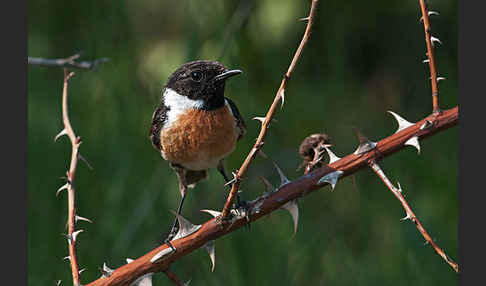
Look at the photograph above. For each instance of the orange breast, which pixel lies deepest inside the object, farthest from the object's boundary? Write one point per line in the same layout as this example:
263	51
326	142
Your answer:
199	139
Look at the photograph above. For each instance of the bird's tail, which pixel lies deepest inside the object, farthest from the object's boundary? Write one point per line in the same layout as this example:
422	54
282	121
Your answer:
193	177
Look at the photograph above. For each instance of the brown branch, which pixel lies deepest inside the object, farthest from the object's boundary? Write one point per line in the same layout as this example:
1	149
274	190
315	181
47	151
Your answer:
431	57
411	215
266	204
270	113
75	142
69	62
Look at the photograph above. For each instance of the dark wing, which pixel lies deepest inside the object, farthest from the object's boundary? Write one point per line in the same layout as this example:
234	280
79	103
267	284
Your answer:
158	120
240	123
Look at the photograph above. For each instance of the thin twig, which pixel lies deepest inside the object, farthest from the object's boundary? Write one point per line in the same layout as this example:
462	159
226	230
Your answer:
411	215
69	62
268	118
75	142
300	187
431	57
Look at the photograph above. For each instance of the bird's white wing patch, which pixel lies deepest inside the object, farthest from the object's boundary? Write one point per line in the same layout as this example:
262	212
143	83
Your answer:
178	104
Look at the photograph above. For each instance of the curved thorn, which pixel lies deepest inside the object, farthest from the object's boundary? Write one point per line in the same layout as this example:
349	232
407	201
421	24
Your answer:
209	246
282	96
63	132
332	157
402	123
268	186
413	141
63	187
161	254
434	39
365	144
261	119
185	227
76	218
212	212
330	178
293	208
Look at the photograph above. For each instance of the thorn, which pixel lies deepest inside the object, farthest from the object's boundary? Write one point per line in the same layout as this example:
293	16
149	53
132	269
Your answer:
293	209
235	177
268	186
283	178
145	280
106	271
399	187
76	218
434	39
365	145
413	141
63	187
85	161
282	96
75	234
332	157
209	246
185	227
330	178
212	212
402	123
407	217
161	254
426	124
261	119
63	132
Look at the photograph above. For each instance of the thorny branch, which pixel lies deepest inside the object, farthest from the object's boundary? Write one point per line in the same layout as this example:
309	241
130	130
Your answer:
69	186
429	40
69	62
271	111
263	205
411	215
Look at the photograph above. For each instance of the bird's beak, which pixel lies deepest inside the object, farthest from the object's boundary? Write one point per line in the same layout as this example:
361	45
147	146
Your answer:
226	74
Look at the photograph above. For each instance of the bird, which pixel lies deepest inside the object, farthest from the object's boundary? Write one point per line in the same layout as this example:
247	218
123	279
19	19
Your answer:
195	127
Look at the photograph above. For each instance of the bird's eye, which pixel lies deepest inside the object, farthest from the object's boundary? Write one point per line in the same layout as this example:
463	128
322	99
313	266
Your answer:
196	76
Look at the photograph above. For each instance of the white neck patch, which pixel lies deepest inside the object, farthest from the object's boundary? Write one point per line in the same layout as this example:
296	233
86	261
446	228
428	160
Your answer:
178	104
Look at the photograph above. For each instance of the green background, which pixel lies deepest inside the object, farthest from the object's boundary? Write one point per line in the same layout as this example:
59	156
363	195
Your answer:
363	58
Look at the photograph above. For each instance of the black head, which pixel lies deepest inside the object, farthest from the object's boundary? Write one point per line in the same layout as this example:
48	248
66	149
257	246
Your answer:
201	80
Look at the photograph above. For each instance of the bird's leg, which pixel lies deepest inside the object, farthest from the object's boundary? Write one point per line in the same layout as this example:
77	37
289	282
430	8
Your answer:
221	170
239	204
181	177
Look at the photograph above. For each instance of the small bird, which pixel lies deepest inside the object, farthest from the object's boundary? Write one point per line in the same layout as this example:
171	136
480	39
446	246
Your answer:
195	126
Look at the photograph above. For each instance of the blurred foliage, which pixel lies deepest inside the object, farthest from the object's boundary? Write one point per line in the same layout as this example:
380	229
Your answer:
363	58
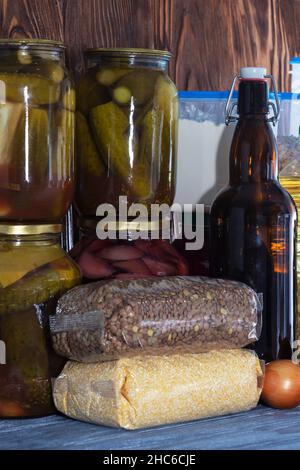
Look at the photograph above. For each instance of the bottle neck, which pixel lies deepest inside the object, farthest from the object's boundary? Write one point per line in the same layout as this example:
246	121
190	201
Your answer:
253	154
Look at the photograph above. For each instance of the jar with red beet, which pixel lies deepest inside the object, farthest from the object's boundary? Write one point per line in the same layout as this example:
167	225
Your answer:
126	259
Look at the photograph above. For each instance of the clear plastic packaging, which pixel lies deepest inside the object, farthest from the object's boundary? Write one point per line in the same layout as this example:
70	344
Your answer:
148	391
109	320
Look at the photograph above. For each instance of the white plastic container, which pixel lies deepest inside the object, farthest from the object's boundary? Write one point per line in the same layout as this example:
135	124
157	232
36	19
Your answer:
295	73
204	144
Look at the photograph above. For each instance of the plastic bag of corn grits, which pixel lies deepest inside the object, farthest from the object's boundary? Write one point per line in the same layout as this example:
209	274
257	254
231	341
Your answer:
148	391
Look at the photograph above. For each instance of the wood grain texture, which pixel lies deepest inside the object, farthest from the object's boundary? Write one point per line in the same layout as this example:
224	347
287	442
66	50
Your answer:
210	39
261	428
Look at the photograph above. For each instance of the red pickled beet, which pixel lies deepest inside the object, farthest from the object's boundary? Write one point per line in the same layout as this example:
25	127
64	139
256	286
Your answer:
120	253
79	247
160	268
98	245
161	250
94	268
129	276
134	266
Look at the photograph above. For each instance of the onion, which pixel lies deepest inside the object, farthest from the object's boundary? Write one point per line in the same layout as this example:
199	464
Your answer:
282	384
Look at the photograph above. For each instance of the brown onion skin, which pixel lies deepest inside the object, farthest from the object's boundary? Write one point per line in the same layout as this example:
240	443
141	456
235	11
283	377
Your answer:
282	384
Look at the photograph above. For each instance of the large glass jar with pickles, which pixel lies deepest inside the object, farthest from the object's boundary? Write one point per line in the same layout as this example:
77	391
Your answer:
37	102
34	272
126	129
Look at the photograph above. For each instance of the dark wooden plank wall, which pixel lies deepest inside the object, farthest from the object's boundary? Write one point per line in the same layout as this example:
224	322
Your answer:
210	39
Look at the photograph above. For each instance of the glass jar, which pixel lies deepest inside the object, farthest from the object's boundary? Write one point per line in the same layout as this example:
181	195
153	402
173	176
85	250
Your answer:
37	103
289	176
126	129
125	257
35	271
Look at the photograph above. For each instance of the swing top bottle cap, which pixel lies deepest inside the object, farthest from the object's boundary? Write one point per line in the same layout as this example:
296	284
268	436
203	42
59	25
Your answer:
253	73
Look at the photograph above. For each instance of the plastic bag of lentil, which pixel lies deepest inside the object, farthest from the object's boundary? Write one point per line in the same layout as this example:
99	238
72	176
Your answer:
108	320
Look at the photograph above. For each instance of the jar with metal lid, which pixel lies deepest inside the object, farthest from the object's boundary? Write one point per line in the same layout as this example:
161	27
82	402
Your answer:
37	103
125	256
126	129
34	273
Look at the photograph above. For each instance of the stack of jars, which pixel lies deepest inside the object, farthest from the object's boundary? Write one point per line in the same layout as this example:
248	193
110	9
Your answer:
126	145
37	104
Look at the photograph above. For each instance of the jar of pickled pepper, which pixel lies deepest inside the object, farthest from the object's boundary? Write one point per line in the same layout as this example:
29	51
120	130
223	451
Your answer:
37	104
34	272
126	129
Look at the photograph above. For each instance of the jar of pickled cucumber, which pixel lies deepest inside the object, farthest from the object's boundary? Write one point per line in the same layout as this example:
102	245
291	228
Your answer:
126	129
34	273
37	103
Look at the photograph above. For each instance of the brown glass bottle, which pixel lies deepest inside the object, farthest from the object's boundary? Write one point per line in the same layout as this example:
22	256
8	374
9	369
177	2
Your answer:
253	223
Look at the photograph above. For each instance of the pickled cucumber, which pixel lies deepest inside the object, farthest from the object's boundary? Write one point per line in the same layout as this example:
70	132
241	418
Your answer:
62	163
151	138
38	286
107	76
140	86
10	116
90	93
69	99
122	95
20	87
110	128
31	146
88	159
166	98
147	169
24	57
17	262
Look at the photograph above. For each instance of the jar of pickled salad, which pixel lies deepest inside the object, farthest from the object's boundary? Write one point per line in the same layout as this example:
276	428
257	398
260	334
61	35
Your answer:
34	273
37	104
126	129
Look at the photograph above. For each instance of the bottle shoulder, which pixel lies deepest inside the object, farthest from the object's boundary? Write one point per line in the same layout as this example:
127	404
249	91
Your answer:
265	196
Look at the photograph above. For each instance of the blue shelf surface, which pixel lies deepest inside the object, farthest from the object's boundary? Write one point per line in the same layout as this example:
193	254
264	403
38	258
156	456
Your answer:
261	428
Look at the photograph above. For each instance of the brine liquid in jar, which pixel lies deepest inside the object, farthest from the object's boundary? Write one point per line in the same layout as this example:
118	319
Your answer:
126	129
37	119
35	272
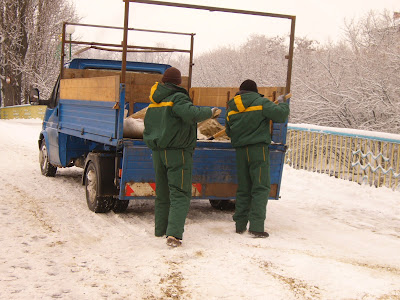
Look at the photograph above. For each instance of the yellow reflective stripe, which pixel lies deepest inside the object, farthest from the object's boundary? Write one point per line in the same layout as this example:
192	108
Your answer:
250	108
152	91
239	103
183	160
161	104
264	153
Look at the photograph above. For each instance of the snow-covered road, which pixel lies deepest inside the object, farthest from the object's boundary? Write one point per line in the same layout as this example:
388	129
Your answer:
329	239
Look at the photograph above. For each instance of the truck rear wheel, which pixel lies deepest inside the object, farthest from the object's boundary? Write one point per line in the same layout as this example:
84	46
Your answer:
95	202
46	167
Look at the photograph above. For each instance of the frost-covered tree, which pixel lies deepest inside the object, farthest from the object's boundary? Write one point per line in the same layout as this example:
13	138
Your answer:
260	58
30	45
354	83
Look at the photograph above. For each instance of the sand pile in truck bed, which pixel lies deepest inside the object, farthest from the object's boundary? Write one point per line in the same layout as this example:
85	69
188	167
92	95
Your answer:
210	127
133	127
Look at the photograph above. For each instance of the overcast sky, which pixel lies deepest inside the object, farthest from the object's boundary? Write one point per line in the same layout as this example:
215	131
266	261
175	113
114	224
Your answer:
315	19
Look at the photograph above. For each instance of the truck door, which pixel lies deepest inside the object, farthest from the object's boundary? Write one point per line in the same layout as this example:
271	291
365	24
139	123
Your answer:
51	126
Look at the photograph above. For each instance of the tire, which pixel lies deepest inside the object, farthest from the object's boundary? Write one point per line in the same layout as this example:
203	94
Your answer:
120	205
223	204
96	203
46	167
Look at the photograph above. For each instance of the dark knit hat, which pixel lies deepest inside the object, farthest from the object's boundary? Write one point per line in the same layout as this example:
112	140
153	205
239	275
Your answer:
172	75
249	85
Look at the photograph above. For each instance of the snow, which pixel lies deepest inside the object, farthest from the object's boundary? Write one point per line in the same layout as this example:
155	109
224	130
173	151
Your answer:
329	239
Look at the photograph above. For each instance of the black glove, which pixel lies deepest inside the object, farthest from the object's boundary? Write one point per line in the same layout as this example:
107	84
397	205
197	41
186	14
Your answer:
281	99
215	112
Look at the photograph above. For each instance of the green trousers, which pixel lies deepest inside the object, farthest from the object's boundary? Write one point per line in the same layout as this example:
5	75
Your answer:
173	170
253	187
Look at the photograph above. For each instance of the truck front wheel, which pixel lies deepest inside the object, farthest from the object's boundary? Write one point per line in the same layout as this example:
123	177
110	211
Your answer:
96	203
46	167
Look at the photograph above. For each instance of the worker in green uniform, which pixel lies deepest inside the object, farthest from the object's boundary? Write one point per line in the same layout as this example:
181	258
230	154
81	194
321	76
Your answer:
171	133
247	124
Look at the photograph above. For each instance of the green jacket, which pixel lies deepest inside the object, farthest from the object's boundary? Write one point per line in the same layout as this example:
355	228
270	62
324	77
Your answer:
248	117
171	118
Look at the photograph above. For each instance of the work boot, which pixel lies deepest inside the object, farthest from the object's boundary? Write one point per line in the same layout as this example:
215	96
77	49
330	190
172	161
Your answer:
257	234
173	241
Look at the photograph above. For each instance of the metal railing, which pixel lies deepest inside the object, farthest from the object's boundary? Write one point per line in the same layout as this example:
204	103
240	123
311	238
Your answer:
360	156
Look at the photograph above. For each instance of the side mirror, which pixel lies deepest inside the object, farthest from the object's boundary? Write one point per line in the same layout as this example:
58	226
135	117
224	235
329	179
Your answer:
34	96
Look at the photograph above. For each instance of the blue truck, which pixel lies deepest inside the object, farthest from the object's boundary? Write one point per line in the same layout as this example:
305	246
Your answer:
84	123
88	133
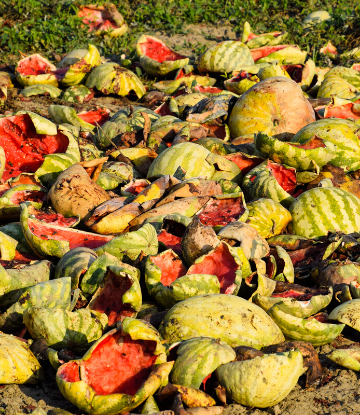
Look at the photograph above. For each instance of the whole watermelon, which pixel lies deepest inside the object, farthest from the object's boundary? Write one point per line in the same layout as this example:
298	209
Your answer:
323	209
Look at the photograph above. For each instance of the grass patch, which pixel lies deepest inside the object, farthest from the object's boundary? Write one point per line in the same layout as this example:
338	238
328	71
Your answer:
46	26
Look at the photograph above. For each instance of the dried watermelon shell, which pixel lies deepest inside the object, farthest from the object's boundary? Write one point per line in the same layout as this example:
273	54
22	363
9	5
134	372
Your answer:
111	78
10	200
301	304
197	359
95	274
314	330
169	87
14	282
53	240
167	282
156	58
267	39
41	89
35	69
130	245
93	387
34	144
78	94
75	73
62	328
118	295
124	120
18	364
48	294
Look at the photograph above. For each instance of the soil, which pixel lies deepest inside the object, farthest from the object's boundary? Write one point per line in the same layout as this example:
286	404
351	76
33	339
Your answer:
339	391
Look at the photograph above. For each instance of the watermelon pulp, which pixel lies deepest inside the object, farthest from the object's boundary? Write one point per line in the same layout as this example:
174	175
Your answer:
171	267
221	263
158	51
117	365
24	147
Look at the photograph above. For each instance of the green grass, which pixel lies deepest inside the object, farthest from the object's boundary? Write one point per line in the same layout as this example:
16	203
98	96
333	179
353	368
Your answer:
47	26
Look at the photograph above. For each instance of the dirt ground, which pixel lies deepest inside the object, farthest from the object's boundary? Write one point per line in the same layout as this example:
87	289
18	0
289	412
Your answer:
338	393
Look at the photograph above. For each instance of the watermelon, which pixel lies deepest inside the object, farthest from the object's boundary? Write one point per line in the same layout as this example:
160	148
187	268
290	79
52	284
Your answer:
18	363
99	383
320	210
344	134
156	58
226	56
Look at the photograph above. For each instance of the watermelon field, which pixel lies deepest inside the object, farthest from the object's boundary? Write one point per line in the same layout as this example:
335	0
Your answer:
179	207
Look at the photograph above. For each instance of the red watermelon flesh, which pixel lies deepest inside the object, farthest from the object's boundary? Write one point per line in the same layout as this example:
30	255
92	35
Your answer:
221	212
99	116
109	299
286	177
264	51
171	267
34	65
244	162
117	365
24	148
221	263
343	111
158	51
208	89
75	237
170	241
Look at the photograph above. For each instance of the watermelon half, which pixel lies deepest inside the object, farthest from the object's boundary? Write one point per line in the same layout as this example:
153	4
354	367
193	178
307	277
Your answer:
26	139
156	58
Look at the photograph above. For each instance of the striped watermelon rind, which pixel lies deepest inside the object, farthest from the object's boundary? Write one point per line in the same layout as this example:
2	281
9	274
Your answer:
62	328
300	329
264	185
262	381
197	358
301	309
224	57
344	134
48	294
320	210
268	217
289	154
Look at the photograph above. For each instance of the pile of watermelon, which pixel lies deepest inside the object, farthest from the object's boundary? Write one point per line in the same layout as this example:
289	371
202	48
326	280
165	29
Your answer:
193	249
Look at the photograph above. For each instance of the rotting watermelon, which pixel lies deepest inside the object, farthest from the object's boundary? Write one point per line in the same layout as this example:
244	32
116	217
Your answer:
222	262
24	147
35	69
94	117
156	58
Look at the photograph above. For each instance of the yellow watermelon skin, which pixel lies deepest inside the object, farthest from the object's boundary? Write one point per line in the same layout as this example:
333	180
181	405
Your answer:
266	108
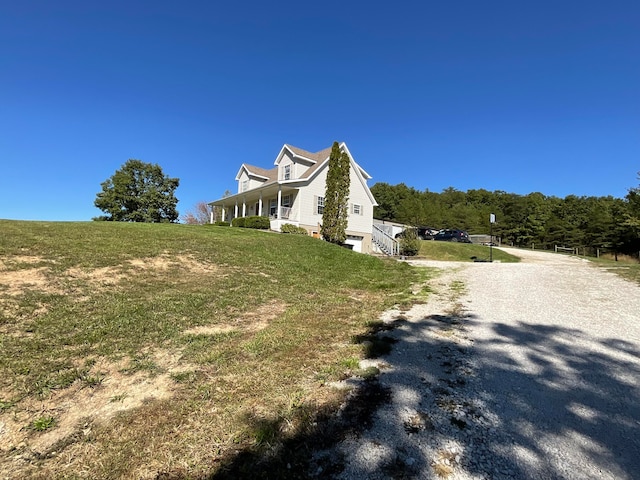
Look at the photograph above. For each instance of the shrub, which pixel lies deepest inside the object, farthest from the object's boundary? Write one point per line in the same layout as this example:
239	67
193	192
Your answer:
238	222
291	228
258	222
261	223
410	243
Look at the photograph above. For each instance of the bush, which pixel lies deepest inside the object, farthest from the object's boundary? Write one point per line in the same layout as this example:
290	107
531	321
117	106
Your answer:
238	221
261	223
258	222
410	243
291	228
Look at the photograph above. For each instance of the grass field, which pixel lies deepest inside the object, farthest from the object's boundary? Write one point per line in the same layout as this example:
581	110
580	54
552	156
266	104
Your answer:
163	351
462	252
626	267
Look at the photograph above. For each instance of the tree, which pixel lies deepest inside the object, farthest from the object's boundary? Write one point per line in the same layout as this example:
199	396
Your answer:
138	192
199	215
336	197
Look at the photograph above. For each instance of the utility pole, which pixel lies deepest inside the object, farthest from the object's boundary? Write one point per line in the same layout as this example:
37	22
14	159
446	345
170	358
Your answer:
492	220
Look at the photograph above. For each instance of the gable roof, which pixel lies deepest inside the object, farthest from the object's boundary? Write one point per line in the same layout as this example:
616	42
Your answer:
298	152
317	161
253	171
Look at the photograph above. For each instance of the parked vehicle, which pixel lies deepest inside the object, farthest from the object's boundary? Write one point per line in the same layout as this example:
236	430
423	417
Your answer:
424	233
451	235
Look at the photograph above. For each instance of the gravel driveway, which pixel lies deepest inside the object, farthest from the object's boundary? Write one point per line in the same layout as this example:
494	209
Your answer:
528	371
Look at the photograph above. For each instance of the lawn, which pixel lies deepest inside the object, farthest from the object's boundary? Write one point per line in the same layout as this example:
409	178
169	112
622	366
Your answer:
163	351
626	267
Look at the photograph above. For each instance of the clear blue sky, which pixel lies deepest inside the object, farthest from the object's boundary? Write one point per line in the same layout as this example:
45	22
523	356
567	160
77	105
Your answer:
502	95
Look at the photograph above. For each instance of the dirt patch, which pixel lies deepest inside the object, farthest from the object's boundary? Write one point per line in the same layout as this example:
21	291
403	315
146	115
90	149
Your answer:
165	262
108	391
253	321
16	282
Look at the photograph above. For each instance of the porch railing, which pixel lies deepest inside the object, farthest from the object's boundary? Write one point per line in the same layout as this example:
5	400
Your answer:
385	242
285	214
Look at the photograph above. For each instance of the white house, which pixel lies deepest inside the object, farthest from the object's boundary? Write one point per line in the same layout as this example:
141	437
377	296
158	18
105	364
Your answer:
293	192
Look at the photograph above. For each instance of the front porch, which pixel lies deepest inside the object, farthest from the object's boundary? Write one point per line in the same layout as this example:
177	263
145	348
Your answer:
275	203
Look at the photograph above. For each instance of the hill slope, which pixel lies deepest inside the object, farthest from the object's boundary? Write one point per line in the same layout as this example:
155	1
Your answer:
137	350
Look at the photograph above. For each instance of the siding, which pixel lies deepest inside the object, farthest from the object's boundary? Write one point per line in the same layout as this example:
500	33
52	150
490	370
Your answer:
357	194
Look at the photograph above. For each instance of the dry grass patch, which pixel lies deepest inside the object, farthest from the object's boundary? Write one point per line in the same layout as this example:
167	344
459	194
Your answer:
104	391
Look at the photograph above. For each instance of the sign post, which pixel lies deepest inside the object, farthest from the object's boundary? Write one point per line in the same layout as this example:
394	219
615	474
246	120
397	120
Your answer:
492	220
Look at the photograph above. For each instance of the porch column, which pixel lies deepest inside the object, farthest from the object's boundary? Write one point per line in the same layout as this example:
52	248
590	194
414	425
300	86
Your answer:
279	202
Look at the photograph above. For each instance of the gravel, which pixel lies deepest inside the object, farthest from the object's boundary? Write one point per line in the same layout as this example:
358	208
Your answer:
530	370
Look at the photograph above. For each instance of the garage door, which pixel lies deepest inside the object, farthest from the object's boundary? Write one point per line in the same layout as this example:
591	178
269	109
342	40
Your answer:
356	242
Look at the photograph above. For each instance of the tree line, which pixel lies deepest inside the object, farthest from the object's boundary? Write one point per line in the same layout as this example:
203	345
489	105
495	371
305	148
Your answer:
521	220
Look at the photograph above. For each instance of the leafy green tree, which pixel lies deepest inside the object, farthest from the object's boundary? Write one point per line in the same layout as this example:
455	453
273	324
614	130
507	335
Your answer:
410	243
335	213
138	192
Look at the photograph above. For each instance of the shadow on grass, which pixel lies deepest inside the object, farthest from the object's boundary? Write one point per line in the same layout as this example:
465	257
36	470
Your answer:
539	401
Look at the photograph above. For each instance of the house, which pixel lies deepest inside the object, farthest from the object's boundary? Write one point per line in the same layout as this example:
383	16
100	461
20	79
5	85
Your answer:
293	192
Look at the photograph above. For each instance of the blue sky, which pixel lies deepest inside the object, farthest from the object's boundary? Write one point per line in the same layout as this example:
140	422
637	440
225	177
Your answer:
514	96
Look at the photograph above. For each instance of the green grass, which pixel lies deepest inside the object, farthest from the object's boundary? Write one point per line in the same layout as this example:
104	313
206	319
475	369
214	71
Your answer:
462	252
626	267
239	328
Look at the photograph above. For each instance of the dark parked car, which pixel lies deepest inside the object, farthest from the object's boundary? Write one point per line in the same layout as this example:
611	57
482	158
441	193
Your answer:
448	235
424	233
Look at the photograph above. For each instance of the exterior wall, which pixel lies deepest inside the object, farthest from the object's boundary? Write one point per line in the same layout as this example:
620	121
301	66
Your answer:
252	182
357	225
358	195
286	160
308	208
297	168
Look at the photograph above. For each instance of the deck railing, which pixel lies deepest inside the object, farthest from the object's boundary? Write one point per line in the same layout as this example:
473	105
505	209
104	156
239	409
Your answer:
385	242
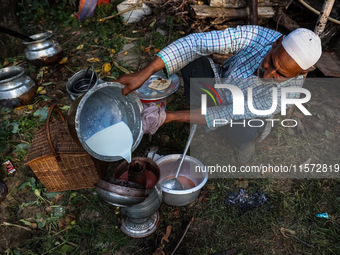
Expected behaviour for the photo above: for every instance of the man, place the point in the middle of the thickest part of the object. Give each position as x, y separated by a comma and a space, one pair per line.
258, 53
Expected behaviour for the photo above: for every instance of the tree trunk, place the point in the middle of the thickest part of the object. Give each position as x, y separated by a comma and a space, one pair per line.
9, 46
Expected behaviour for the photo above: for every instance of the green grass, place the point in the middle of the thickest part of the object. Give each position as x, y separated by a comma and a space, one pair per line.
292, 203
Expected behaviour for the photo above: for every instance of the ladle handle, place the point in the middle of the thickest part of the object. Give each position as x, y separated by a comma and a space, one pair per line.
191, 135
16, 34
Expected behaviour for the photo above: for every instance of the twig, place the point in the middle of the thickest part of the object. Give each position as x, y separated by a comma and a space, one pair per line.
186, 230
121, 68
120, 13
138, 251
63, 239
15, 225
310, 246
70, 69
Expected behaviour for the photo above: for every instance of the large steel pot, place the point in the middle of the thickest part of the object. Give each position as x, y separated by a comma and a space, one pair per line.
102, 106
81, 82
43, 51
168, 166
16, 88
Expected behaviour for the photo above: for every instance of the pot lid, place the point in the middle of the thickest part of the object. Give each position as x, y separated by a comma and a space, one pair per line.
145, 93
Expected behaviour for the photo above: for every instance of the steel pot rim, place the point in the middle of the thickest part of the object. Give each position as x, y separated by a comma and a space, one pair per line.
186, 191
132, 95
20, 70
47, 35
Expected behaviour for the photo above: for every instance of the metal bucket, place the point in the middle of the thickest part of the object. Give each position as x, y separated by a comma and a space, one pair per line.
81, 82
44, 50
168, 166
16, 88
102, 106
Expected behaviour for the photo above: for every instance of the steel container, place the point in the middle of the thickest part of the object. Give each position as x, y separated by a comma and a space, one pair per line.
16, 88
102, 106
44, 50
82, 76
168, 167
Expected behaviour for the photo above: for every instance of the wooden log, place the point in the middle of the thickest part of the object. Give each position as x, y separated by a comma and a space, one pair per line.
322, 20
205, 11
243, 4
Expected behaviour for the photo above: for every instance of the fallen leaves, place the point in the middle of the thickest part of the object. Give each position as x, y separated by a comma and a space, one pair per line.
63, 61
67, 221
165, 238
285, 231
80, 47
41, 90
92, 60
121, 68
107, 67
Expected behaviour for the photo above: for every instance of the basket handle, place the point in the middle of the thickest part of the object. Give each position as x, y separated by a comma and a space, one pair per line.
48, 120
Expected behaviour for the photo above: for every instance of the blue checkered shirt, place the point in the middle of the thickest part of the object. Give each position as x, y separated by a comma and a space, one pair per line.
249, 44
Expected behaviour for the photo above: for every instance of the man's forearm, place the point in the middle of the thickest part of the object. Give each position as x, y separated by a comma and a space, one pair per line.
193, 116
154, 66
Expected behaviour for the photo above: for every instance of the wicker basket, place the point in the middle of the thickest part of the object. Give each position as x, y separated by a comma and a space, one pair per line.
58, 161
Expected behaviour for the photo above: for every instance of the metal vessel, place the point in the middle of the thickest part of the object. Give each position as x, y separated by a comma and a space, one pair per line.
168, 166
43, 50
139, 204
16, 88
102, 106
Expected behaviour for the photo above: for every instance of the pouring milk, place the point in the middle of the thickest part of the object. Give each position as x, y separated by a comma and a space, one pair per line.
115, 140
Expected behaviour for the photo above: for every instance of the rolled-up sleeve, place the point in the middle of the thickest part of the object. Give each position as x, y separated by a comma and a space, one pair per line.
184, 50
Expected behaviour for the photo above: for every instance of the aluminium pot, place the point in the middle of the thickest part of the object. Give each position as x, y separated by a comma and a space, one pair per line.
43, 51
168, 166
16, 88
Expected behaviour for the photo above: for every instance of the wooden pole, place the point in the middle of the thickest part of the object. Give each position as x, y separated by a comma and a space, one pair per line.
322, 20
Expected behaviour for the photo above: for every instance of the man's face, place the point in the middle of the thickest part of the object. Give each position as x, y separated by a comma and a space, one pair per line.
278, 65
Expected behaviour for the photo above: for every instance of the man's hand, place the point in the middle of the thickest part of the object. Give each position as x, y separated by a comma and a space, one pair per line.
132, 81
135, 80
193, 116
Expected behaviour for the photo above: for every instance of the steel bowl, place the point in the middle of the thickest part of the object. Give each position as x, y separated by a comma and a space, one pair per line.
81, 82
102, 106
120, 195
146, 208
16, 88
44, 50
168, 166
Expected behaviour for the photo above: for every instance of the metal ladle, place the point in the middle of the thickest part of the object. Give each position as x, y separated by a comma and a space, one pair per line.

◆ ◆ ◆ ◆

What is being asked => Output the line containing "wooden pole, place" and all lines after it to the end of the records, exactly as given.

The output =>
Expected behaviour for the photo above: for every instance of the wooden pole, place the point in the middle of the thickest part of the object. Give each position as x, y separated by a comma and a space, one pair per line.
322, 20
Expected behaviour for the photo above: for every instance of the man's face, place the point in the middle of the thickest part of the object. Give each position as x, y separated by a comma and a space, one pair per line.
278, 65
Expected behaviour for the photo above: for every instance of the man's hand, place the point in the middle of the thickest part of the object. Give each position as x, y separated by a comma and a space, one pair per line.
132, 81
135, 80
193, 116
Expected behaviour for the photo above: for every instance of the steel bowl, place the point in the middle of the thickest part of the object. Give each position as x, y separated by a comma and a space, one pair per line.
81, 82
102, 106
120, 195
146, 208
16, 88
44, 50
168, 166
Expected behaviour for the photo above: for every instance of the metal ladle, place the point in the middle of the thickest part of the object. Give each position as x, y separated by a comma and a space, one pair per line.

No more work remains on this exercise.